Extracto del documento =>

== == ==

Benavento y Villagra, por Miguel Ángel Federik

Benavento y Villagra

Para la Biblioteca Mitre.

 

Por Miguel Ángel Federik

 

Hacerse cargo de cuánto en la literatura entrerriana ha venido sucediendo desde hace más de un siglo y aún sucede de algún modo y hacerse cargo de aquellos maestros, hoy bastante ignorados que corporizaron y textualizaron ese cambio, es algo más profundo y más significante que publicar un libro: es hacerse cargo.

            Este Benavento de Mario Daniel Villagra contiene —y tal vez por eso— una “Cronología” imprescindible para saber que Benavento no sólo fue esencial a esa Entre Ríos, sino también a otras provincias; una “Selección” de sus poemas —perdidos en ediciones más o menos modestas o de circulación restringida— para demostrar la hondura y belleza de su palabra; una bibliografía y una biobibliografía para conocer su obra editada y cuanto de él se ha dicho, y algunas fotografías del autor, sus monumentos, y en otras con sus amigos, pocos de ellos desconocidos.

== == ==

Registros de coordenadas anotados
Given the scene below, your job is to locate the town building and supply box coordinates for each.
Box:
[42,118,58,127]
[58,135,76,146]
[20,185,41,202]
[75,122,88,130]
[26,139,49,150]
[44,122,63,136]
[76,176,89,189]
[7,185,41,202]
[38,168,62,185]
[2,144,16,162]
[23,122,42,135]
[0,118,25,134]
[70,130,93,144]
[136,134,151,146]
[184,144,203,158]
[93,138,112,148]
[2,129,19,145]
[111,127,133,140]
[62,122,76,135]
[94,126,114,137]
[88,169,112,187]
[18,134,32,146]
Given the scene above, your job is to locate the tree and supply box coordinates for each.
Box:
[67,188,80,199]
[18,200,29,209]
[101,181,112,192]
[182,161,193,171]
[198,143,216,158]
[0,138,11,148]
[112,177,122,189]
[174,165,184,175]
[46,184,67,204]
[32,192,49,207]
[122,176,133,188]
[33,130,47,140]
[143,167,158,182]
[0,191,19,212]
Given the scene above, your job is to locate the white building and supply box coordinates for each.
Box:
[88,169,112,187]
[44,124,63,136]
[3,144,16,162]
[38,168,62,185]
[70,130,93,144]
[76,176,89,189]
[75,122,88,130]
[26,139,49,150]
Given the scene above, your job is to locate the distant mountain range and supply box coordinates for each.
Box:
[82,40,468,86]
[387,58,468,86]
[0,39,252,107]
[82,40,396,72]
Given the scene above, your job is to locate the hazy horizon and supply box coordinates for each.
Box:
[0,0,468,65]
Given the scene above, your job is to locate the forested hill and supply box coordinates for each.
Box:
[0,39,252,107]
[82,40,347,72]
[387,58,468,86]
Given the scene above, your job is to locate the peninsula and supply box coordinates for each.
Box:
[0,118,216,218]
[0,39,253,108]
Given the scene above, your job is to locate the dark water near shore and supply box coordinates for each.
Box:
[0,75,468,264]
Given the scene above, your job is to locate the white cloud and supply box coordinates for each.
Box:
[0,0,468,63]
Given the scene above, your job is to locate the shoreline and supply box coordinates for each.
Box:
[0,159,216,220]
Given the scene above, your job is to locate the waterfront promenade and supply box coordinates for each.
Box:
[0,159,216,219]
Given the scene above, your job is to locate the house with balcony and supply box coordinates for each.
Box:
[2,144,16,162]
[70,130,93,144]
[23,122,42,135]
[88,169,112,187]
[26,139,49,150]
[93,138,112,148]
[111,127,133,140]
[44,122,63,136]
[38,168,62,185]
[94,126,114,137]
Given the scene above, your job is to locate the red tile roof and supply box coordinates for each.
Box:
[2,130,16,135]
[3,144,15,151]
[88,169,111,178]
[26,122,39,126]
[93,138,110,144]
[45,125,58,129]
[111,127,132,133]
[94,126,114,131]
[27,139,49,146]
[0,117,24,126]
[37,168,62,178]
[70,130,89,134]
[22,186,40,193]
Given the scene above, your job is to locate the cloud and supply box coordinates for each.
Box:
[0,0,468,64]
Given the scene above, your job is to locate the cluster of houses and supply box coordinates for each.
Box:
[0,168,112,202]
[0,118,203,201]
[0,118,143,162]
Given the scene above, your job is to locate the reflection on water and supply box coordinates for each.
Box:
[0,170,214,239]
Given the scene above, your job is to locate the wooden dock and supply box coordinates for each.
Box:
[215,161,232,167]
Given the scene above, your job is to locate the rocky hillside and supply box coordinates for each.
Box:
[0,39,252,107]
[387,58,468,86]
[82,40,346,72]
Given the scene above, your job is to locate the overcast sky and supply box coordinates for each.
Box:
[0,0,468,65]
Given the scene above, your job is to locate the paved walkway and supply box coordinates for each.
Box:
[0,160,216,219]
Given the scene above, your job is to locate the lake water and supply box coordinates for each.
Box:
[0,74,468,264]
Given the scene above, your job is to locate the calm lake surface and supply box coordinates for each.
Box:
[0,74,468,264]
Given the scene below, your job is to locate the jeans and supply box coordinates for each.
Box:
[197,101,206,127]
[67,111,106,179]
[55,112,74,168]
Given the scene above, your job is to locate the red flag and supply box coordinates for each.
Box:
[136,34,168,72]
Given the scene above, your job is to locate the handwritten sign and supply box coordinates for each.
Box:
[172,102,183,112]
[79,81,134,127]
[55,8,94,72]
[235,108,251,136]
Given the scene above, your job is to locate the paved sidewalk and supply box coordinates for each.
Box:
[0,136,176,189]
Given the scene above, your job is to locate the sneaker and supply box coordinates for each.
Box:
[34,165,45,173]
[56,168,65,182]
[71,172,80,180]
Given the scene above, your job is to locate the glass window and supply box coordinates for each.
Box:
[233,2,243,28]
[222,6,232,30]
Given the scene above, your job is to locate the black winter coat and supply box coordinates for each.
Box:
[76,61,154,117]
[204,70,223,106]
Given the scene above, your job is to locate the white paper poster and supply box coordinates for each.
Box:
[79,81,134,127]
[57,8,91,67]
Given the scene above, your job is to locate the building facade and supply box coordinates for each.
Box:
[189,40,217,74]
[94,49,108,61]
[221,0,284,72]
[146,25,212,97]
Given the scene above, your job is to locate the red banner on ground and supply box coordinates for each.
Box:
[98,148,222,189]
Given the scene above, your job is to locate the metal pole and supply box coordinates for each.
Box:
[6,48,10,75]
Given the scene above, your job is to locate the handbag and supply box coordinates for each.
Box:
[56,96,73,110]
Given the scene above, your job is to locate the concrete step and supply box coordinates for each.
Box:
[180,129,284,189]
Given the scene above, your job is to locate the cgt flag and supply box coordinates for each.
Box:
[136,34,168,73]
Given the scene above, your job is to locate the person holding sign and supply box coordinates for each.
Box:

== == ==

Conjunto de tareas =>
1. Reescribe el extracto sobre Benavento desde "Hacerse cargo de cuánto" hasta "de ellos desconocidos.", con "profundidad" en lugar de "hondura".
2. Indica si cada afirmación concuerda con el extracto sobre Benavento y cita las palabras del texto que lo deciden:
(a) El libro de Villagra incluye una bibliografía y una biobibliografía de Benavento.
(b) La mayoría de los amigos que aparecen en las fotografías son desconocidos.
(c) La "Cronología" muestra que Benavento fue esencial únicamente para Entre Ríos.
3. Según el extracto sobre Benavento, ¿con qué fin se incluye la "Selección" de sus poemas?

Resultados por tarea =>
1.
Hacerse cargo de cuánto en la literatura entrerriana ha venido sucediendo desde hace más de un siglo y aún sucede de algún modo y hacerse cargo de aquellos maestros, hoy bastante ignorados que corporizaron y textualizaron ese cambio, es algo más profundo y más significante que publicar un libro: es hacerse cargo.

            Este Benavento de Mario Daniel Villagra contiene —y tal vez por eso— una “Cronología” imprescindible para saber que Benavento no sólo fue esencial a esa Entre Ríos, sino también a otras provincias; una “Selección” de sus poemas —perdidos en ediciones más o menos modestas o de circulación restringida— para demostrar la profundidad y belleza de su palabra; una bibliografía y una biobibliografía para conocer su obra editada y cuanto de él se ha dicho, y algunas fotografías del autor, sus monumentos, y en otras con sus amigos, pocos de ellos desconocidos.

2.
(a) Sí: "una bibliografía y una biobibliografía para conocer su obra editada y cuanto de él se ha dicho".
(b) No: "pocos de ellos desconocidos".
(c) No: "no sólo fue esencial a esa Entre Ríos, sino también a otras provincias".

3. Para demostrar la hondura y belleza de su palabra.